═════ Text block

What we need is to extend the basic concept of certificates with ability to deliver trust in terms of cyber security – a more dynamic, score-based way to validate the device.
The Organic Trust Score
An Organic Trust Score is an attempt to define a standardized and convenient way for machines and humans to decide whether a certain device can be trusted before interacting with it. The score is to be provided for a time-limited period, by a well-known trust vendor, according to the following criteria:
- Vendor applied security measures (encryption, authentication, access control) according to device classification (life critical, business critical, consumer, etc.).
- Ongoing real-time analyses of deployed device and its environment.
- Known threats and discovered vulnerabilities in the current version of software.
Figure 1- Organic Trust Score criteria
Trust vendors would issue a cryptographic certificate with a recently measured Organic Trust Score (and a list of discovered problems affecting the score). Temporary certificate hold or permanent revocation procedures would be applied after a critical security event (i.e. real time breach, critical vulnerability discovered). For example a surveillance camera will be shut down and CISO will be reported in the case of a detected attack, stopping the device immediately from being used for malicious purposes.

══════════
═════ Information provided

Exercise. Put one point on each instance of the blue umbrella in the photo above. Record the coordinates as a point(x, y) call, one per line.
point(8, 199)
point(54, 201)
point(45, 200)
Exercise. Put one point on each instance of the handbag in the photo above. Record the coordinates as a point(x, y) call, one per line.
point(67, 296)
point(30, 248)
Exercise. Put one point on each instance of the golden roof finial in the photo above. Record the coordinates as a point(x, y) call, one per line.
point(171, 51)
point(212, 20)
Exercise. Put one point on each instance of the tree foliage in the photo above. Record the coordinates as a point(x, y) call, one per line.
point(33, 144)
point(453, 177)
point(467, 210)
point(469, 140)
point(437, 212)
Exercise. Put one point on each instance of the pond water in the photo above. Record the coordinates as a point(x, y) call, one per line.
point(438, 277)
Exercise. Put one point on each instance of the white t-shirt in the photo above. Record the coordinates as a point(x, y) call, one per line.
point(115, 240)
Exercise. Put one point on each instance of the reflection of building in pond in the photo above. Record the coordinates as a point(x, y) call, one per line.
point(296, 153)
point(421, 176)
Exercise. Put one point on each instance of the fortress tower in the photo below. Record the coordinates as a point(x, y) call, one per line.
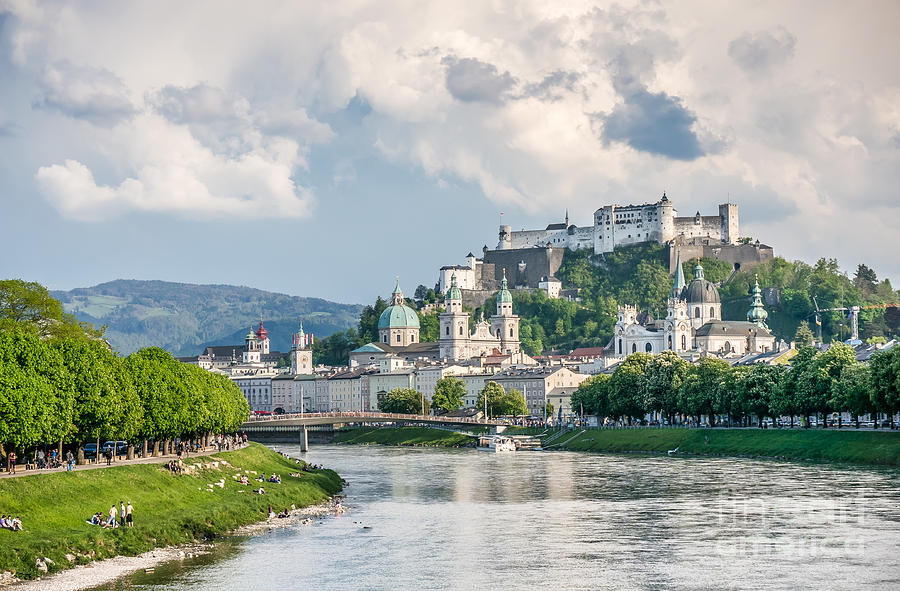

══════════

According to the text on the Organic Trust Score, who provides the score?

A well-known trust vendor.